* _Your instructions_:
Give again, unaltered, the line with "Provide the location of each instance of the floor" and all lines that follow it in the listing below, minus any pictures.

* _Dataset excerpts_:

· · · · ·

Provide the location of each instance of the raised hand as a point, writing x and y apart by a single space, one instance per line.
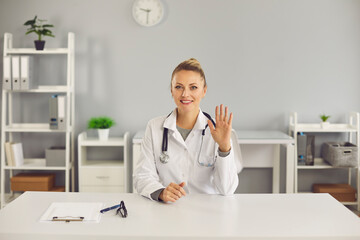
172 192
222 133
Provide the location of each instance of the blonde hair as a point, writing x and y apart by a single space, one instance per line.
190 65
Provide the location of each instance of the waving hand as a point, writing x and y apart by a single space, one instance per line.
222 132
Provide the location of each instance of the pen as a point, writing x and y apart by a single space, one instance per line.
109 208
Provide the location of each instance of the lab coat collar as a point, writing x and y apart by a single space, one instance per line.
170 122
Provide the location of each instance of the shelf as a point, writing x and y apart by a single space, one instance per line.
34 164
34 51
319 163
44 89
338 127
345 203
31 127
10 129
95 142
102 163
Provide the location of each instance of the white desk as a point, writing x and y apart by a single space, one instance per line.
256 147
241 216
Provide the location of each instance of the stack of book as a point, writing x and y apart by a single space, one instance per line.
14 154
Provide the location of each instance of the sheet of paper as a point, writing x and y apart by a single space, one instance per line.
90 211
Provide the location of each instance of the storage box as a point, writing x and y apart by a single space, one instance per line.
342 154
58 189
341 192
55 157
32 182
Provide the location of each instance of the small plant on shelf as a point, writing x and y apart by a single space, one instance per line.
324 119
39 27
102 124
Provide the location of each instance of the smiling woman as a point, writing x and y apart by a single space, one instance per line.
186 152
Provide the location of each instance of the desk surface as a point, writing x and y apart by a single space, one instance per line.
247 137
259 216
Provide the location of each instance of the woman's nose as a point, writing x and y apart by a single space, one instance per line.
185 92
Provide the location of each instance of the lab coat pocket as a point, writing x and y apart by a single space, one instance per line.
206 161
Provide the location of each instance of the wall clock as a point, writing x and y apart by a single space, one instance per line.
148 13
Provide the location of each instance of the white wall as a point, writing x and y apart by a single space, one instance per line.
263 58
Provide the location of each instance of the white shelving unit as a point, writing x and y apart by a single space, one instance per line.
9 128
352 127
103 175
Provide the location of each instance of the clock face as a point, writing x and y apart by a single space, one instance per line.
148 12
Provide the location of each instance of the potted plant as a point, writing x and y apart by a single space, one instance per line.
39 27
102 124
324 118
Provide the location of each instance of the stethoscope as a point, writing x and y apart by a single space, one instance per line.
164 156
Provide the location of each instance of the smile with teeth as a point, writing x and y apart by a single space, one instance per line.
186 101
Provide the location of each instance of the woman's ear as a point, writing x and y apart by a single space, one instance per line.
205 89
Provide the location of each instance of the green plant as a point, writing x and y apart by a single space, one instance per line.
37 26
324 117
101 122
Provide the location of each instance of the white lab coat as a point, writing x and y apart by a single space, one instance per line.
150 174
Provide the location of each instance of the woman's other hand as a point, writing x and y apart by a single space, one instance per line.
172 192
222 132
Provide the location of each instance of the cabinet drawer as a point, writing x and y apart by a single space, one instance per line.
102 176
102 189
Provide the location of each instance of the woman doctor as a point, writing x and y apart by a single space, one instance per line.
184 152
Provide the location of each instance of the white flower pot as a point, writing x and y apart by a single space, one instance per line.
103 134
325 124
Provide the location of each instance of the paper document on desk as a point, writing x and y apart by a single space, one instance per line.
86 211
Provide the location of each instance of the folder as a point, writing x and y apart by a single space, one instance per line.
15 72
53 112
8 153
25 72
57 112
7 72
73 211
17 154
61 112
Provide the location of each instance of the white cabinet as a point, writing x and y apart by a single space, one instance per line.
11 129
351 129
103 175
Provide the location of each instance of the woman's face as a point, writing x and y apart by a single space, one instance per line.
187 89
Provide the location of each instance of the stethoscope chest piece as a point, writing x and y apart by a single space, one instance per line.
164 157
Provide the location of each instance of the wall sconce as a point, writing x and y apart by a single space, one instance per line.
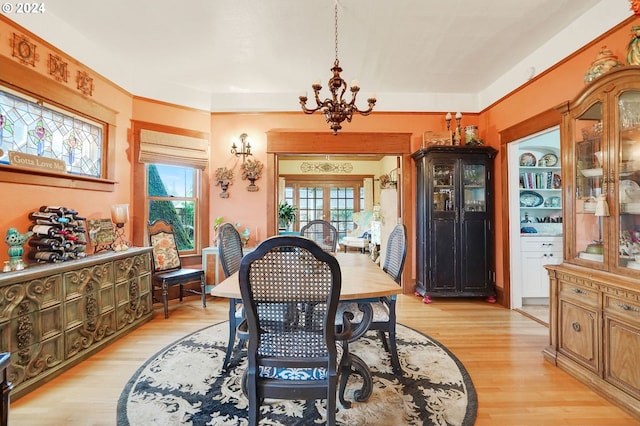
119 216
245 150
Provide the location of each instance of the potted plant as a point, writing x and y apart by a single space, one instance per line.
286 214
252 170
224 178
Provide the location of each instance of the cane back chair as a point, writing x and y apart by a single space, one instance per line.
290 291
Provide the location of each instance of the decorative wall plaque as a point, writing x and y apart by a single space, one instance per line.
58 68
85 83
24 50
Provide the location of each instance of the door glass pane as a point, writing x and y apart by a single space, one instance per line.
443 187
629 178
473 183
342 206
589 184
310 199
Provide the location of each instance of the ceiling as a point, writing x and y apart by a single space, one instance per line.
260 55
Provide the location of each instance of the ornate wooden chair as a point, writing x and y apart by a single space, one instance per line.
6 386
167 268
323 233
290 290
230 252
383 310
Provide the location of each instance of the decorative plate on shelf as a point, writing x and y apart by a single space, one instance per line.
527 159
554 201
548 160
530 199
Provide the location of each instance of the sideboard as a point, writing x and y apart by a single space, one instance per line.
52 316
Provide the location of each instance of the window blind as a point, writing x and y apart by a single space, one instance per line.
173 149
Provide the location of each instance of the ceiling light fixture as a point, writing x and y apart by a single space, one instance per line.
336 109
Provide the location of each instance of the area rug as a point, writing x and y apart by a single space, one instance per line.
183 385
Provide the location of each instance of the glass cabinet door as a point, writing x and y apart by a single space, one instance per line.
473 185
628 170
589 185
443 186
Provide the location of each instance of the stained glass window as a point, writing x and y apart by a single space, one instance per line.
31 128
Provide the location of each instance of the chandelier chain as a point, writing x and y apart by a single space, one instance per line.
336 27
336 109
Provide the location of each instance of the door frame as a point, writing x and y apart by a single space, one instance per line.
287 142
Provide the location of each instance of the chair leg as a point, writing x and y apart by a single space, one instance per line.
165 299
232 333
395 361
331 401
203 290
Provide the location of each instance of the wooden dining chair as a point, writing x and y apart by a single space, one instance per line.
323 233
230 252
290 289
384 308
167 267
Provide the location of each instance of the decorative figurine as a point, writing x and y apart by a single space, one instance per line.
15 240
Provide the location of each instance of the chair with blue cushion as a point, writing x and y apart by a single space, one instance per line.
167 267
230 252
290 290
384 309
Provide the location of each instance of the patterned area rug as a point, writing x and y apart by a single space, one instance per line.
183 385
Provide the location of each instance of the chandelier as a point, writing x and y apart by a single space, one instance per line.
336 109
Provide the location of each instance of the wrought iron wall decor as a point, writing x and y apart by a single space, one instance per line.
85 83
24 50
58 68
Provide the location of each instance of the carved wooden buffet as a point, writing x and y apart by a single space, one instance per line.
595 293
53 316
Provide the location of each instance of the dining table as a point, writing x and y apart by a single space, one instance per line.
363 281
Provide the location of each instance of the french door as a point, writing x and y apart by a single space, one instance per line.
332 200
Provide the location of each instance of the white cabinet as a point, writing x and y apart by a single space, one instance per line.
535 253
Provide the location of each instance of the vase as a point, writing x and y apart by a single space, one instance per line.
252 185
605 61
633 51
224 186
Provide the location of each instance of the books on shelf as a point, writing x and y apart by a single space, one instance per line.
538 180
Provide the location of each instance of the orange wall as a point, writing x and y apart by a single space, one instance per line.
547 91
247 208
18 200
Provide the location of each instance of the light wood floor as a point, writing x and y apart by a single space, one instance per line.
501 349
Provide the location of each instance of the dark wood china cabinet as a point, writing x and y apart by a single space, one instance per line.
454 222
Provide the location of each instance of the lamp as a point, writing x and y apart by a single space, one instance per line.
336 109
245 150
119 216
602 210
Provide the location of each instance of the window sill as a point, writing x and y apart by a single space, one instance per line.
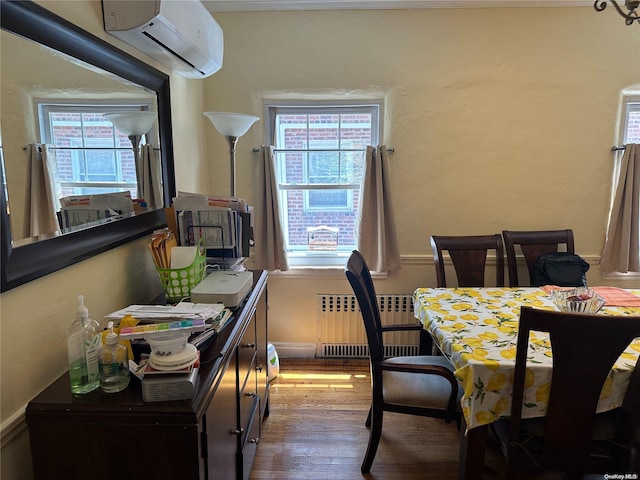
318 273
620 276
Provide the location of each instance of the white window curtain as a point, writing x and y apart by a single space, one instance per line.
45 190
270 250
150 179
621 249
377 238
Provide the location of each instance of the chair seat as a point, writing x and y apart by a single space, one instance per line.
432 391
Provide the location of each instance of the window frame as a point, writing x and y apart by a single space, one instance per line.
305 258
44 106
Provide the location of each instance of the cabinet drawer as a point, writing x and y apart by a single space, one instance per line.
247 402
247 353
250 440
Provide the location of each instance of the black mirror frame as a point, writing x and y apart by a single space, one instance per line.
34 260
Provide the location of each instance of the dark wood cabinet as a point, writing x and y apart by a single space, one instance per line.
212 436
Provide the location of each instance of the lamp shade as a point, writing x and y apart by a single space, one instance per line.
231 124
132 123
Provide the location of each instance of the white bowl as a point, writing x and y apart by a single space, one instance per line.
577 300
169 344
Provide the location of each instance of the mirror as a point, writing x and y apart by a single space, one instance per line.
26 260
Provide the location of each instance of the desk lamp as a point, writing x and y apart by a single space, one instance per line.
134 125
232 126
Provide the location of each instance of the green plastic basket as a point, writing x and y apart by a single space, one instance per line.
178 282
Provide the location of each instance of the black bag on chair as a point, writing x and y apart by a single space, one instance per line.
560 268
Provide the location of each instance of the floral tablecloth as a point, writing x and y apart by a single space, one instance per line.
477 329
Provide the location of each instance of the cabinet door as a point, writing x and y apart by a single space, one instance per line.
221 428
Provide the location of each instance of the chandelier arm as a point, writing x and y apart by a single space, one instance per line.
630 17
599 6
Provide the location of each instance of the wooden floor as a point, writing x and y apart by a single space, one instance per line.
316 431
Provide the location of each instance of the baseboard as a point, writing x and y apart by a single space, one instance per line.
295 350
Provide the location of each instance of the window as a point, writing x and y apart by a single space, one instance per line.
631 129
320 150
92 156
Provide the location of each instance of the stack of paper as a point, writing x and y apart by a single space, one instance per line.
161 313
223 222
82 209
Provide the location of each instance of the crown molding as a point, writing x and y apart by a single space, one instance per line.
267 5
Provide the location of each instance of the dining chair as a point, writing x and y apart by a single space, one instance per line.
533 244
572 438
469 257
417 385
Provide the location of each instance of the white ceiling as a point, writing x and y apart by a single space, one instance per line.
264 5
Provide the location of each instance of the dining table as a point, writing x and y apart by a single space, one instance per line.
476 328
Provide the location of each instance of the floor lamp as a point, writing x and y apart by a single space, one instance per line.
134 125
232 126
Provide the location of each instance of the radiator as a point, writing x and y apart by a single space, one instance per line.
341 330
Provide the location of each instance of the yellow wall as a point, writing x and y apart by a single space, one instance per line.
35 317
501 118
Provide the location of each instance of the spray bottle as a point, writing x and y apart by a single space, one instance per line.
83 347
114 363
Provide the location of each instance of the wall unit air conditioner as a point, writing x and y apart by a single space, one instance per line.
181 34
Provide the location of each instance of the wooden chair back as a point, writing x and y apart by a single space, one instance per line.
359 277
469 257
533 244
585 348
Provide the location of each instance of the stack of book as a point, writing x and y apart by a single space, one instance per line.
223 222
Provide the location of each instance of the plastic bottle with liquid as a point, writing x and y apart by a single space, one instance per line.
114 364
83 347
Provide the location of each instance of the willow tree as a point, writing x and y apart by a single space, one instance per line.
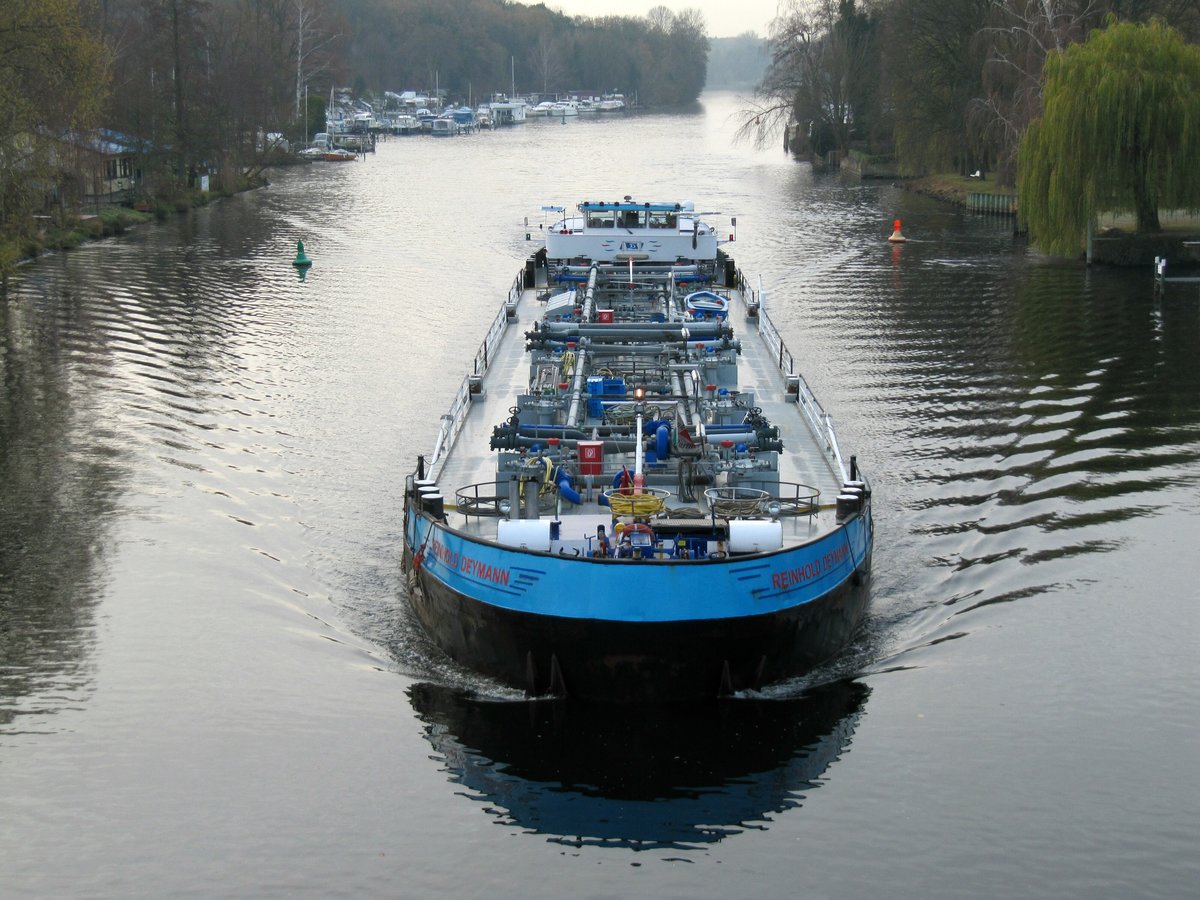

· · · · ·

* _Exercise output_:
Provide the location of each instance of the floor lamp as a point, writing x and y apart by a single space, one instance per line.
134 125
232 126
Provide the location of each instance of the radiator as a point, writing x and y apart by a single space, one instance per line.
341 330
Provide the location of each instance of the yellow wall as a point, writing x and y apart by a single space, one instance per line.
35 317
501 118
Provide the location of each instance of the spray bottle as a point, writing x and y apart by a single space, one instance per line.
83 347
114 363
Provide the location of each instance of the wall unit air conditioner as a point, writing x and y apart by a single space, one instance per line.
181 34
Provide the location of each instance of the wooden chair back as a point, writing x and y apart by a single space, one instance per line.
359 277
469 257
533 244
585 348
Provide the location of each instance of the stack of book as a point, writing x and y apart by a single space, one instance per line.
223 222
Provide the location of each instance of the plastic bottle with liquid as a point, writing x and y apart by a single space, one instance per line.
114 364
83 347
Provide the location of each instance of the willow tree as a point, writing x and y apart by a single space, one instance per line.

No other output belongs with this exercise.